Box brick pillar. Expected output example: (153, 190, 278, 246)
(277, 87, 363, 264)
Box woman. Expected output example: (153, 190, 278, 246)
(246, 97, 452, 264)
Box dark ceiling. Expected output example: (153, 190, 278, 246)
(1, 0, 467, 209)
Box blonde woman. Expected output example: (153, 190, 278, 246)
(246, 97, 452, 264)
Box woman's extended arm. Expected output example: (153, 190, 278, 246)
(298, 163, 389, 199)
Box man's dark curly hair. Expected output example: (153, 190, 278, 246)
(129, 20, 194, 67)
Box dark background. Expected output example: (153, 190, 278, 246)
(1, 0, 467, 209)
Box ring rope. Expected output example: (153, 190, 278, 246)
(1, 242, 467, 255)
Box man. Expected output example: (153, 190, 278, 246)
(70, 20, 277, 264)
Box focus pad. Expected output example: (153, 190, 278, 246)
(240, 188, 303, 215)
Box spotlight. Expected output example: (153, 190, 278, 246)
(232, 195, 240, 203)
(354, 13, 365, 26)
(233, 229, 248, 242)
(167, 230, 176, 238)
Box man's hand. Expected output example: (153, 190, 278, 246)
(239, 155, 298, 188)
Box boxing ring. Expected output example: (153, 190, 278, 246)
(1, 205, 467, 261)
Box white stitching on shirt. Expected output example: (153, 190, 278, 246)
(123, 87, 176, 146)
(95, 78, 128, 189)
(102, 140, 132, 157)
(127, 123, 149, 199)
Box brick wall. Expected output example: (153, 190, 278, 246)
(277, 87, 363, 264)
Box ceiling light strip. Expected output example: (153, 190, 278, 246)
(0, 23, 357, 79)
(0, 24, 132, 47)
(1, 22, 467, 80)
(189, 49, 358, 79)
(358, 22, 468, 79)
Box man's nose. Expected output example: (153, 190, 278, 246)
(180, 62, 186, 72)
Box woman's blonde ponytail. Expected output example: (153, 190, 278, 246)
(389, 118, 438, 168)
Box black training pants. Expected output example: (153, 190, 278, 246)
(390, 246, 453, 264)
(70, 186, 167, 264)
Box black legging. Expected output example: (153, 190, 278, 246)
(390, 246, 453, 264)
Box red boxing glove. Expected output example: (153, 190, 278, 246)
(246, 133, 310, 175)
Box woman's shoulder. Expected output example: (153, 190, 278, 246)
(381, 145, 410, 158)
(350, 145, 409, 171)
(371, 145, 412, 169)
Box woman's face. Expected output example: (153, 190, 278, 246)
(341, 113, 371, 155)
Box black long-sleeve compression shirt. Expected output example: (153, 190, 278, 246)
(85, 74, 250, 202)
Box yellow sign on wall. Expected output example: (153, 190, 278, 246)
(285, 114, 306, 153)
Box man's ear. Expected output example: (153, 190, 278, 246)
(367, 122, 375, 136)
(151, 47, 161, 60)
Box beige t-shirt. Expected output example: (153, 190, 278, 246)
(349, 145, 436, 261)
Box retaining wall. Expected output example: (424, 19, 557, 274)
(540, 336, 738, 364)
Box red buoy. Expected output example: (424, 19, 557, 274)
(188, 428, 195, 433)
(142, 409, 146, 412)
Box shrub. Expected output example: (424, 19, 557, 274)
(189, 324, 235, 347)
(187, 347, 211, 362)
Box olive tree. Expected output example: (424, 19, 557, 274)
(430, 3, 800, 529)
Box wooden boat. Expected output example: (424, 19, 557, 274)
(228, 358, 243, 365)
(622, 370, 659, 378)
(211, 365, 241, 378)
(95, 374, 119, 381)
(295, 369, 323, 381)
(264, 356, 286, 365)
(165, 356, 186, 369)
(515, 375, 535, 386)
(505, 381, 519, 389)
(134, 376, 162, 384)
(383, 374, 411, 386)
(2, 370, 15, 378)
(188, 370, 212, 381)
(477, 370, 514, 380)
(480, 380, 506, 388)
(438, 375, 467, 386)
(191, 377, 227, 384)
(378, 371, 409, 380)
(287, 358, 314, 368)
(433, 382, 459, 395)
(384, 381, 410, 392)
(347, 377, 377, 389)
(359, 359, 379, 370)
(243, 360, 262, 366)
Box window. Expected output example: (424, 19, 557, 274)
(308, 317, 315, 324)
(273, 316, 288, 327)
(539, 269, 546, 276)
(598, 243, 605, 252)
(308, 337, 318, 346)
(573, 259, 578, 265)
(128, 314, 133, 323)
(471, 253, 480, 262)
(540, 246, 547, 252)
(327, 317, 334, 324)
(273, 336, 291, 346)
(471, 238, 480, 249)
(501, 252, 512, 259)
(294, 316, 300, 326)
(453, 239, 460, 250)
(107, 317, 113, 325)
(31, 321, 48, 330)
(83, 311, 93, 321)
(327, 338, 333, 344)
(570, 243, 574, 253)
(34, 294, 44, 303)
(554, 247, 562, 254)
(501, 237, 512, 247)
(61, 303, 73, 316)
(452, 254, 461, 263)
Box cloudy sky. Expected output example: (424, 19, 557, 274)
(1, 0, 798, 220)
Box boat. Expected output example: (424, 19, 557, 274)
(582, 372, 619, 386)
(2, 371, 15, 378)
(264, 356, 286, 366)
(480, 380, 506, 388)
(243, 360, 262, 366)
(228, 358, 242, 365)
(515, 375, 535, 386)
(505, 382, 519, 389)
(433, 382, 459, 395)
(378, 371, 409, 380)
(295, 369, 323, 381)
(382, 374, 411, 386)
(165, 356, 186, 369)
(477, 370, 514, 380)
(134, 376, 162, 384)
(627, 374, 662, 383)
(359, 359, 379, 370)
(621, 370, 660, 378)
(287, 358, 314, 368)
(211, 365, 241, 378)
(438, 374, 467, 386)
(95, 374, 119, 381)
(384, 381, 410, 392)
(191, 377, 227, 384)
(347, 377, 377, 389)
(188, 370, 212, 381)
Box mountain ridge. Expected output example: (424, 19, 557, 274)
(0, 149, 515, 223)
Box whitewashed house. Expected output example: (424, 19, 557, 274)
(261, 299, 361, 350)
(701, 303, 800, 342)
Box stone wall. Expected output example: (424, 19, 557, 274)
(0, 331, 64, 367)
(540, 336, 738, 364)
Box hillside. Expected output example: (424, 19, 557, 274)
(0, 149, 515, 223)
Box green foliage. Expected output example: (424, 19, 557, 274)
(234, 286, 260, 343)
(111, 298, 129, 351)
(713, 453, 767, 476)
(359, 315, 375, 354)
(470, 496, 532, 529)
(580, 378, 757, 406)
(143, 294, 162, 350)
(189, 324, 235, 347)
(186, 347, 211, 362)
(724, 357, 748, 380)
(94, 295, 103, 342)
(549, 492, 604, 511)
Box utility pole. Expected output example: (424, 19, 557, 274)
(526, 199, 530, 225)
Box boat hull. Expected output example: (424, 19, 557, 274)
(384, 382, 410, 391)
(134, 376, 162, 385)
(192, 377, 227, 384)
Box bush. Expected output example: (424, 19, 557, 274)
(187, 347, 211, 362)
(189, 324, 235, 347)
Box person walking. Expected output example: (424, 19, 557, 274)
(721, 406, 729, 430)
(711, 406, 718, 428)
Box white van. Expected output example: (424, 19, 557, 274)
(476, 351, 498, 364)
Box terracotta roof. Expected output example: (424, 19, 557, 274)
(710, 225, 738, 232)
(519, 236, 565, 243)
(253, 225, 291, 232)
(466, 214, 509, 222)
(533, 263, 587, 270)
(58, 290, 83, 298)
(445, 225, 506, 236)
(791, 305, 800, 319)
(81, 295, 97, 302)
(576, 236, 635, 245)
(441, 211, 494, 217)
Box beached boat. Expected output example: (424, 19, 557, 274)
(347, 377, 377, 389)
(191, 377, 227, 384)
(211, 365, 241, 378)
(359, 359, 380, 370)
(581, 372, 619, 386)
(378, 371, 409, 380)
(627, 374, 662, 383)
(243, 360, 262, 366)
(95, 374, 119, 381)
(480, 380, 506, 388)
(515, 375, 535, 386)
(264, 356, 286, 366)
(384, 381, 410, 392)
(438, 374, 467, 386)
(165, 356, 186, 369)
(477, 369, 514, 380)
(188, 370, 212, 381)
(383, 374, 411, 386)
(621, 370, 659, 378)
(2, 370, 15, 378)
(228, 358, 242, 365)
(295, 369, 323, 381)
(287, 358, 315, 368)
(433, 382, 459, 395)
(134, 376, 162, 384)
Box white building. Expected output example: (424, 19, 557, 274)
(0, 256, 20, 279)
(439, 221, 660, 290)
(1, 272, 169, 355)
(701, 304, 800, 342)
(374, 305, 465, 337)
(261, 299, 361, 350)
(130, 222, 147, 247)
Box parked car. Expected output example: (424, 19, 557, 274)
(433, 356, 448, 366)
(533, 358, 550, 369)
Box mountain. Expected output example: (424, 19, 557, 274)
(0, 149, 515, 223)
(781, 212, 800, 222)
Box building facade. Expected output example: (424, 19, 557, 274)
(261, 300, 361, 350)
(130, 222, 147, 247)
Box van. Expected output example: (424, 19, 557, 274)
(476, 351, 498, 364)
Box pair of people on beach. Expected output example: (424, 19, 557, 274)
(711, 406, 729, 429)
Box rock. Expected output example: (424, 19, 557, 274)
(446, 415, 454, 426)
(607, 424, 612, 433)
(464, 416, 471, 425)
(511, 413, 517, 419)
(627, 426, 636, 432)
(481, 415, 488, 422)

• _Work task_:
Copy each line, exactly, that falls between the line containing "Box white building." and the end of the entries, both included.

• _Output below_:
Box white building. Expected output example: (424, 19, 557, 274)
(0, 256, 20, 279)
(439, 221, 660, 290)
(1, 272, 169, 355)
(701, 304, 800, 342)
(374, 305, 465, 337)
(261, 299, 361, 350)
(130, 222, 147, 247)
Box parked car. Expected output example: (424, 19, 557, 274)
(433, 356, 448, 366)
(533, 358, 550, 369)
Box mountain. Expected output example: (424, 19, 557, 274)
(0, 149, 515, 223)
(781, 212, 800, 222)
Box building facade. Expected output example: (424, 19, 557, 274)
(261, 300, 361, 350)
(130, 222, 147, 247)
Box van. Expected output example: (424, 19, 557, 274)
(476, 351, 498, 364)
Box pair of people on beach. Expected output example: (424, 19, 557, 274)
(711, 406, 729, 429)
Box rock. Expected output example: (424, 19, 557, 274)
(446, 415, 454, 426)
(607, 424, 612, 433)
(464, 416, 471, 425)
(511, 413, 517, 419)
(627, 426, 636, 432)
(481, 415, 488, 422)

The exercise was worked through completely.